> **EXCERPT**
Filed under: Features, Misc. Gadgets

Back in Part 1, we introduced the basics and started building the electronics. In Part 2, we finished up the controller and started building our machine. Today we complete our unholy marriage of cutting boards and dot matrix printers in Part 3 of How-To: Build your own CNC machine. Good luck.

Last time we showed you the completed base, with the first axis. The screw drive turns easily and there’s very little play in the motion of the table.

The design of the upper axis is simple, but is the most difficult to execute. Originally we hoped to use a pair of the small sliders, but binding was an issue so we redesigned it to use a large printer slider at the base. Ultimately, the binding was caused by the nut and threaded rod we were using. Swapping them out solved our problems.

A simple tower constructed of three pieces forms the basis for the rest of the machine. The tower will be mounted to the outer edges of the base. This allows greater side to side movement to maximize the usable area on the table.The center piece of from the same cut as the bottom of the base. To drill the two sides evenly, we screwed them together and drill the mounting holes with the drill press. One the first screw was in, we drilled the rest one at a time.

The center slider is the most complex to build. Each piece is visible here. We used our usual trick of screwing the opposite pieces together in order to align the holes for the slide and the threaded rod. The brass slider and long hex nut were pressed into the plastic with our bench vise. This technique seems to work well, but alignment is critical!

To effectively deal with the minimum space, we had to get tricky. There just isn’t enough room in the carrier to mount bearings for the Z axis. Instead, we pressed bushings into the plastic with our vise. Then we added a washer and a lock nut to the threaded rod at the top and bottom of the carrier. Careful tweaking with a pair of wrenches made for very little play. Just how long this setup will stay tight is in question so we’ll have to keep an eye on it as we break in the machine.

This slide and carrier were salvaged from an old Okidata printer. We decided to use it to smooth out the action for the Y axis.

We whipped out the drum sander attachment on our dremel tool and contoured the plastic on the bottom so we could mount the printer slide without compromising the integrity of the cast metal.

Once the slide was mounted, we marked and drilled the mounting holes for each axis. Once the slides are set up, we’ll use some screws to lock them in place.

> **RECORD SET**
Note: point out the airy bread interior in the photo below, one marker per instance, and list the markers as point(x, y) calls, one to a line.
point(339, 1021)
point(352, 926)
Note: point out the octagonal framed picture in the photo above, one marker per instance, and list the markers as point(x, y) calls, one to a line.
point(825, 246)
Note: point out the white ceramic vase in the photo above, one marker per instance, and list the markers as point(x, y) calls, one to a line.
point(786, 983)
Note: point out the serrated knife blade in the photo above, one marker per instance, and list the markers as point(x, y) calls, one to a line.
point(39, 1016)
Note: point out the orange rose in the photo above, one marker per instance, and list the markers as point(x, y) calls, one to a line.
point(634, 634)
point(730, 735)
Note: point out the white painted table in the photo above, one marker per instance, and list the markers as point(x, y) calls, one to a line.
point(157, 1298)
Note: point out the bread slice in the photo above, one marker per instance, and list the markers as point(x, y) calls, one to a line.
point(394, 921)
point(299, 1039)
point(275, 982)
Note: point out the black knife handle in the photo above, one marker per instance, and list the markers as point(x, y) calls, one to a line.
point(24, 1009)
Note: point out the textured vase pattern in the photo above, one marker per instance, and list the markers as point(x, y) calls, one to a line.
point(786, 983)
==
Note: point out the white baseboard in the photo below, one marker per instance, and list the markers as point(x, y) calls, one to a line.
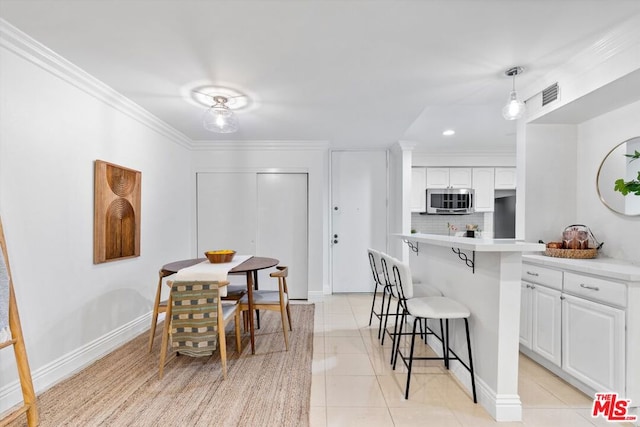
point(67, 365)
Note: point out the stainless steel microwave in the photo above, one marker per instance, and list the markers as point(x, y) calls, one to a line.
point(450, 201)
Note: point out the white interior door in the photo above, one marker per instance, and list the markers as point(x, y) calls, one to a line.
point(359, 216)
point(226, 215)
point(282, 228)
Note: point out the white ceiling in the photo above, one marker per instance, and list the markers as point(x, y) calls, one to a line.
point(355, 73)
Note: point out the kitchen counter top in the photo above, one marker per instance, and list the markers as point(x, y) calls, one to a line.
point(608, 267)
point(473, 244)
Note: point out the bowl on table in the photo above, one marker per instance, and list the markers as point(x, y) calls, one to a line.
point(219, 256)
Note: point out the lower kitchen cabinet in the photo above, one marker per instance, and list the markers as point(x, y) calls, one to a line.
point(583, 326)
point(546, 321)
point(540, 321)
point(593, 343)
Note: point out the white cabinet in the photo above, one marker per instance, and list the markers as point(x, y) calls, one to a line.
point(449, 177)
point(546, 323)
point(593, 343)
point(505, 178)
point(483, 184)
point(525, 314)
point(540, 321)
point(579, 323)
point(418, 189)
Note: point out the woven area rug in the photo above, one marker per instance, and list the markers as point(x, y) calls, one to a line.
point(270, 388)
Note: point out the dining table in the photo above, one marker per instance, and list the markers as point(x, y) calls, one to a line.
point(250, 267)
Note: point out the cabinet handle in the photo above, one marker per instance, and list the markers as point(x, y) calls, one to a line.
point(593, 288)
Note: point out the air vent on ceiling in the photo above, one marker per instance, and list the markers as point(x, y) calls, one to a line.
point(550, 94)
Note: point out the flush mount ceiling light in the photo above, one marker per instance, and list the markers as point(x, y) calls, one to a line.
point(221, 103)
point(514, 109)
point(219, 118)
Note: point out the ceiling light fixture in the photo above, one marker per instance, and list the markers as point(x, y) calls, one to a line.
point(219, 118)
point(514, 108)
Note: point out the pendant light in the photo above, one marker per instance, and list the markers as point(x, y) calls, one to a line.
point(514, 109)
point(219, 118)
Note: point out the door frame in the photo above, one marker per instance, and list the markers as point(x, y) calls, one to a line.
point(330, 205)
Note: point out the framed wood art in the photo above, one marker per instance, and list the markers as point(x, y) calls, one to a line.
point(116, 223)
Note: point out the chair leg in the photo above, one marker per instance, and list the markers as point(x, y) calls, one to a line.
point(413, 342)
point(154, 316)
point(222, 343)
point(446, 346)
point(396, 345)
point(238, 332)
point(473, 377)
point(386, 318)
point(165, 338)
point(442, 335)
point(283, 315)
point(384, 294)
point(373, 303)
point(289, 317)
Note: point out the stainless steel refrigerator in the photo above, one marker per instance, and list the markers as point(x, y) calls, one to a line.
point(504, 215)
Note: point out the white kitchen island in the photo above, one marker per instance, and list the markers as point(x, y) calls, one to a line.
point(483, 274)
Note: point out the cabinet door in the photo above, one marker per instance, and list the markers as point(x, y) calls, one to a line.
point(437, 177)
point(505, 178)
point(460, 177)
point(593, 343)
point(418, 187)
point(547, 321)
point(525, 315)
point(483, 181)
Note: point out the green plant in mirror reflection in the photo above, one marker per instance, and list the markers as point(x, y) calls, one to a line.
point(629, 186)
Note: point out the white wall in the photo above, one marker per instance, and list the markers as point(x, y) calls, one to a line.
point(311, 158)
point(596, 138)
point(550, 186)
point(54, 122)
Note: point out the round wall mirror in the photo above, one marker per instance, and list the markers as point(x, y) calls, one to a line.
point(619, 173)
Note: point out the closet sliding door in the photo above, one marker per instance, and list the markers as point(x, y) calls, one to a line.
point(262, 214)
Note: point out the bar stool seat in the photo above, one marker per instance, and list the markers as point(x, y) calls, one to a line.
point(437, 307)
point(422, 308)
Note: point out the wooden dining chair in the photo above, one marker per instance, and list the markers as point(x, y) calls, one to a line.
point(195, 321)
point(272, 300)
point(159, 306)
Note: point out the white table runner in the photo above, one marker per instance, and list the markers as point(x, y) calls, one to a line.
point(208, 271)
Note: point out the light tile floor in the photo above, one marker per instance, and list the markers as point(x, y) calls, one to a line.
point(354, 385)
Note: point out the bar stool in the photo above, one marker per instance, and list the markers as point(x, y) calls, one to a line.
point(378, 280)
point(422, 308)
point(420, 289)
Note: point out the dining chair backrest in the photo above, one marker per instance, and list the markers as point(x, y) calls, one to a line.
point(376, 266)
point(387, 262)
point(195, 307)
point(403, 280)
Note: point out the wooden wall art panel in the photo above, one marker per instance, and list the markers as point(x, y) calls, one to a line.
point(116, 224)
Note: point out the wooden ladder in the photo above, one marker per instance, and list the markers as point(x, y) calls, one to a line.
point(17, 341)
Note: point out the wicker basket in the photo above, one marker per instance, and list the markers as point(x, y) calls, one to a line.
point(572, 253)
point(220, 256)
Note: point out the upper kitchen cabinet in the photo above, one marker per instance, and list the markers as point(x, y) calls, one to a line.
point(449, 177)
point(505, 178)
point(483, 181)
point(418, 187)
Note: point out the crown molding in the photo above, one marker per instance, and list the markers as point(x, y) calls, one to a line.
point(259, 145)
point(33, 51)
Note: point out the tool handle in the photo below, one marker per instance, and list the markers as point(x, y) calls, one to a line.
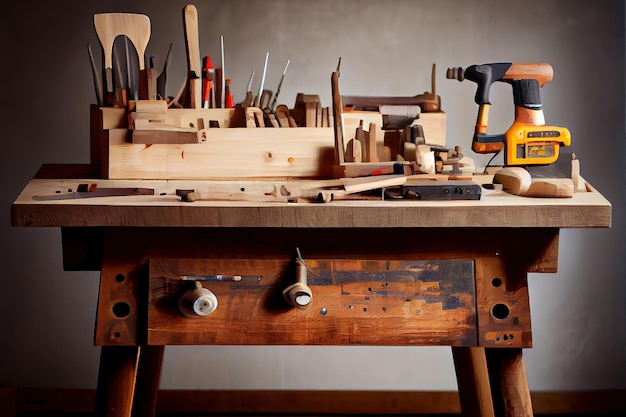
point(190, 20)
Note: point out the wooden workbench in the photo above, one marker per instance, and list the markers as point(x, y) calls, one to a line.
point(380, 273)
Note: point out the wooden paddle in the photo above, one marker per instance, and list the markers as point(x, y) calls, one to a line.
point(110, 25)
---
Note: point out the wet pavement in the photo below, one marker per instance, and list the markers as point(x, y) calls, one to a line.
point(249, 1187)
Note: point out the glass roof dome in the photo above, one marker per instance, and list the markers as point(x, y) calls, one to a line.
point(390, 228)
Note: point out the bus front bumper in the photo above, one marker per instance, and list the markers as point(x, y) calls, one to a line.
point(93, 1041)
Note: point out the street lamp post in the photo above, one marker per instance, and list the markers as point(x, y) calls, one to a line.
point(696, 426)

> **TASK OBJECTIVE**
In the CNC machine excerpt, why were bushings pressed into the carrier's plastic for the Z axis instead of mounting bearings? Answer in one to three sentences.

> **RESPONSE FOR THIS EXERCISE**
The carrier didn't have enough room to mount bearings for the Z axis. To work within that small space, bushings were pressed into the plastic with a vise.